Restate exactly the lines of the entries below, beginning with the first and ending with the line that holds "coiled snake body". Pictures are not copied.

○ ○ ○ ○ ○ ○ ○

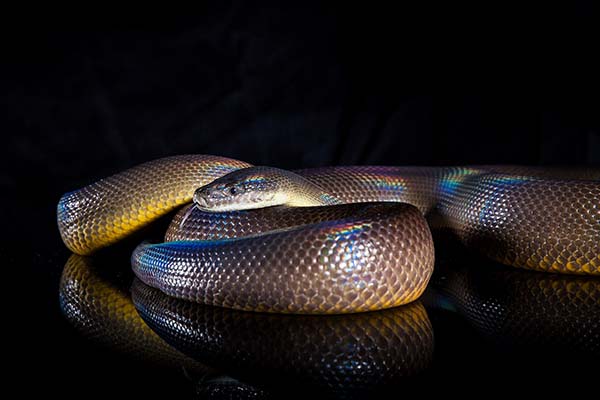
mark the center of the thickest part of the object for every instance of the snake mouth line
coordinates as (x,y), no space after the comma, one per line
(301,266)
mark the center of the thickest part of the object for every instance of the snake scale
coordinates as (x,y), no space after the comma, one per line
(335,239)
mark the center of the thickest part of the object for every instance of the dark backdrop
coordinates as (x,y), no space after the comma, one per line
(87,94)
(299,86)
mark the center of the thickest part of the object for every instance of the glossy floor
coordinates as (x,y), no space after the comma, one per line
(89,326)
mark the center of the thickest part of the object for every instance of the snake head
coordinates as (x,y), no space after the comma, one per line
(247,188)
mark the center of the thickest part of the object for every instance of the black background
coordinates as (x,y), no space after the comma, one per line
(304,84)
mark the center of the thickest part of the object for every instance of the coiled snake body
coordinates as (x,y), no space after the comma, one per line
(341,239)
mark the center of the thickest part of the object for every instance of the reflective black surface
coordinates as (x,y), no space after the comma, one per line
(477,322)
(84,97)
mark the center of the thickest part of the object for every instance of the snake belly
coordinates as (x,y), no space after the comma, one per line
(360,257)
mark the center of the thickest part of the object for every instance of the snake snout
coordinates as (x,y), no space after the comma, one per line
(202,198)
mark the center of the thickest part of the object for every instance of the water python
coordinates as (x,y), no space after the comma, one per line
(370,248)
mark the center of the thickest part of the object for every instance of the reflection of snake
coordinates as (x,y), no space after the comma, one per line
(340,353)
(102,310)
(527,310)
(359,257)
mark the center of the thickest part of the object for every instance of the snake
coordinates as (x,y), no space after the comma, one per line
(331,240)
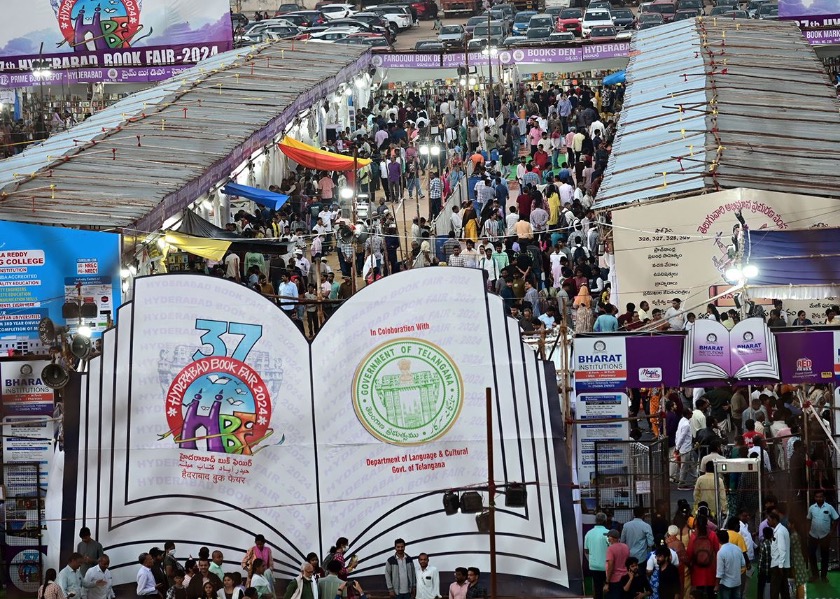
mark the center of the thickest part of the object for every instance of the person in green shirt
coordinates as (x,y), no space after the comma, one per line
(302,587)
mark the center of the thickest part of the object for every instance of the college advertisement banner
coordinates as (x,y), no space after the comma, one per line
(72,276)
(687,258)
(806,356)
(232,424)
(90,34)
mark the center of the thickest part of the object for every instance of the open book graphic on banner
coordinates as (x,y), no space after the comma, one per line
(209,418)
(748,351)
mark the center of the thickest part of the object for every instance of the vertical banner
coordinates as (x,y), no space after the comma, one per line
(600,394)
(68,275)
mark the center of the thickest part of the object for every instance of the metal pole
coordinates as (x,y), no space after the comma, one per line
(491,489)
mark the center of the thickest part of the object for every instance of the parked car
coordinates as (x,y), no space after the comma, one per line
(487,35)
(337,11)
(539,34)
(606,33)
(429,46)
(648,20)
(623,18)
(685,13)
(543,20)
(687,4)
(472,22)
(452,36)
(306,18)
(366,39)
(769,12)
(570,20)
(288,7)
(666,8)
(520,21)
(562,37)
(595,18)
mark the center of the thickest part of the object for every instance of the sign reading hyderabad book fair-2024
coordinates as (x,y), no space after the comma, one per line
(232,416)
(95,35)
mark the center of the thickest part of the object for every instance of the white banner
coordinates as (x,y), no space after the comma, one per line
(686,256)
(231,425)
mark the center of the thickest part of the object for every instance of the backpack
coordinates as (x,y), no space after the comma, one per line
(704,552)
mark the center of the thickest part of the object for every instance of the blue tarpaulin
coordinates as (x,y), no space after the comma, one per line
(269,199)
(615,78)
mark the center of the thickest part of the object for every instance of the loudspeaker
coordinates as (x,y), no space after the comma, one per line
(471,502)
(451,503)
(482,521)
(516,495)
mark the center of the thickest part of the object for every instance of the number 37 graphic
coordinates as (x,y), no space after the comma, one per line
(214,329)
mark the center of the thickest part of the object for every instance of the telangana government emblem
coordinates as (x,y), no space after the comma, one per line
(407,392)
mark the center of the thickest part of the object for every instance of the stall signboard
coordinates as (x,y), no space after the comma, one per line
(600,366)
(109,75)
(806,357)
(687,257)
(453,60)
(712,352)
(21,389)
(72,276)
(104,34)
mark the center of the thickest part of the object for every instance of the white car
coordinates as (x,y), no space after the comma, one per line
(334,33)
(400,16)
(338,11)
(596,18)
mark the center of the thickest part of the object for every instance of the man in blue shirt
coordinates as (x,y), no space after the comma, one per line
(730,560)
(607,323)
(638,535)
(822,517)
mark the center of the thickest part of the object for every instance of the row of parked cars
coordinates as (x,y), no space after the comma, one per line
(599,21)
(376,25)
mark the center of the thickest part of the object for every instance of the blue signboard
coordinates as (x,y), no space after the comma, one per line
(72,276)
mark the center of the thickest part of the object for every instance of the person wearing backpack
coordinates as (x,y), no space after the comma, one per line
(702,558)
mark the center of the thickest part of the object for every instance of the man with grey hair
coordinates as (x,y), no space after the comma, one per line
(595,549)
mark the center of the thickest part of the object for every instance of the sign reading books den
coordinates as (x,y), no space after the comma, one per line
(748,351)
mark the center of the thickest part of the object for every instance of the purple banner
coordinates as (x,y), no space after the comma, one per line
(113,75)
(556,55)
(654,361)
(806,356)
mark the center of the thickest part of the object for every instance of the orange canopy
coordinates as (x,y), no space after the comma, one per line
(312,157)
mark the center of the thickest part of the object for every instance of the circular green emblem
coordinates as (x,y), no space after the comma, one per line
(407,392)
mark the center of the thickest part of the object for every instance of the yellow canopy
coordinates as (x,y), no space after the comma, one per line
(211,249)
(312,157)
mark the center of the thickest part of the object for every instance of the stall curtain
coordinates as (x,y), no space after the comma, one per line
(312,157)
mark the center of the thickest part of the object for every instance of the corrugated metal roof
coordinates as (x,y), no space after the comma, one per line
(757,107)
(151,154)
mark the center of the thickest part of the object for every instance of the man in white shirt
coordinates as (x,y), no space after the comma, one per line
(675,316)
(145,579)
(70,577)
(428,579)
(779,557)
(97,582)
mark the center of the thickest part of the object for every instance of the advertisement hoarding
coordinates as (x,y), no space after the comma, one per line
(687,257)
(72,276)
(105,34)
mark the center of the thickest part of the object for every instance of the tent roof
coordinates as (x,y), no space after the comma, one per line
(147,157)
(722,103)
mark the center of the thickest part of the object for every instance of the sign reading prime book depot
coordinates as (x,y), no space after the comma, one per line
(231,424)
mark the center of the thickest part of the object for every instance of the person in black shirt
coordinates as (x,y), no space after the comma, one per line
(634,584)
(474,589)
(666,576)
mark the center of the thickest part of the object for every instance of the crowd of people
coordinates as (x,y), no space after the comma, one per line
(161,575)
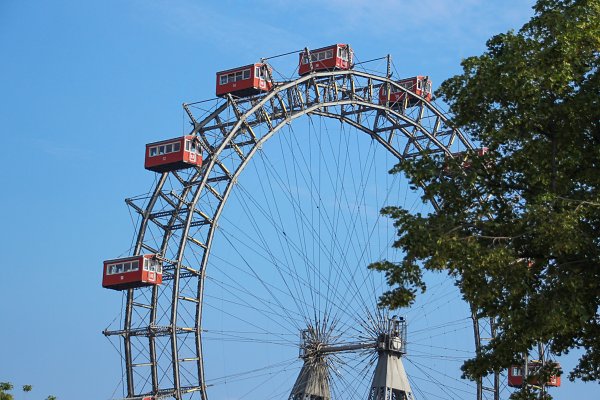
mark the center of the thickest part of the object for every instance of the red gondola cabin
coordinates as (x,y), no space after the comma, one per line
(173,154)
(245,81)
(515,375)
(334,57)
(419,85)
(132,272)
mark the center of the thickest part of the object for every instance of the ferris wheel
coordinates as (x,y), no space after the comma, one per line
(248,276)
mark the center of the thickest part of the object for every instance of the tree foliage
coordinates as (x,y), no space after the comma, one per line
(519,228)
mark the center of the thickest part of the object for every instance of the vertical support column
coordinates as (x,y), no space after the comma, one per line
(390,380)
(127,340)
(477,336)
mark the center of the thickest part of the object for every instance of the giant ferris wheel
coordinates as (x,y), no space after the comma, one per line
(248,275)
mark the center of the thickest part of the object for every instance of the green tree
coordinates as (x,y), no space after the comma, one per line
(519,228)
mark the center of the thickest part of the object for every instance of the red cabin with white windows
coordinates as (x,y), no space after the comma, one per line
(132,272)
(515,375)
(419,85)
(173,154)
(245,81)
(334,57)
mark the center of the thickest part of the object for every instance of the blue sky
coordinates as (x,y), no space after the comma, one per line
(84,85)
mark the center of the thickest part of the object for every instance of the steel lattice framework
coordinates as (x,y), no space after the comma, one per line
(162,327)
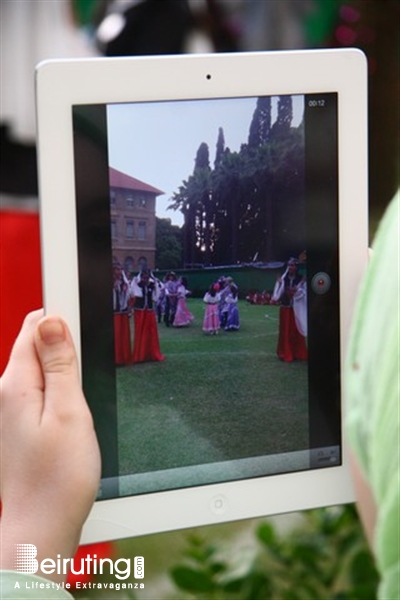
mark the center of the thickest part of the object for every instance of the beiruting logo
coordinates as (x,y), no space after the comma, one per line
(25,562)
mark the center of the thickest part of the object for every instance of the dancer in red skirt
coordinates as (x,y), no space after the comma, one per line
(122,335)
(146,345)
(291,291)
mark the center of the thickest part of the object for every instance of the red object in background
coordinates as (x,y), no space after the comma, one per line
(95,551)
(20,275)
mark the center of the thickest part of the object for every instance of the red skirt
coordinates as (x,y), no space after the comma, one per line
(146,346)
(291,344)
(122,339)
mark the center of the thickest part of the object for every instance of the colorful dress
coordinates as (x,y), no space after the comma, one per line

○ ○ ○ ○ ○ ○ ○

_YOUR RESPONSE_
mark the center of the thickest part of the object for every instance of the snake mouth line
coordinates as (x,y), no space after the comma, one per line
(301,266)
mark the center of the thickest part of the object for every instance of the snake scale
coordinates as (x,y), no space after the comma, one per line
(335,239)
mark the center of the thickest part of the object for every instance of the dark backdrop
coordinates as (x,y), no space after the comma, one per line
(87,94)
(299,86)
mark the center of the thickest part of the object for every instance of the glossy floor
coordinates as (x,y), no space after the comma, one per line
(89,326)
mark the center of the thickest part of the object for every instance of the snake head
coordinates as (x,y), no space after the comma, one per line
(247,188)
mark the center of the thickest part of the object for every instance of the black background
coordinates as (x,y), no space after the comma, one per line
(304,84)
mark the center of the thickest part of the object for every instance of the coiled snake body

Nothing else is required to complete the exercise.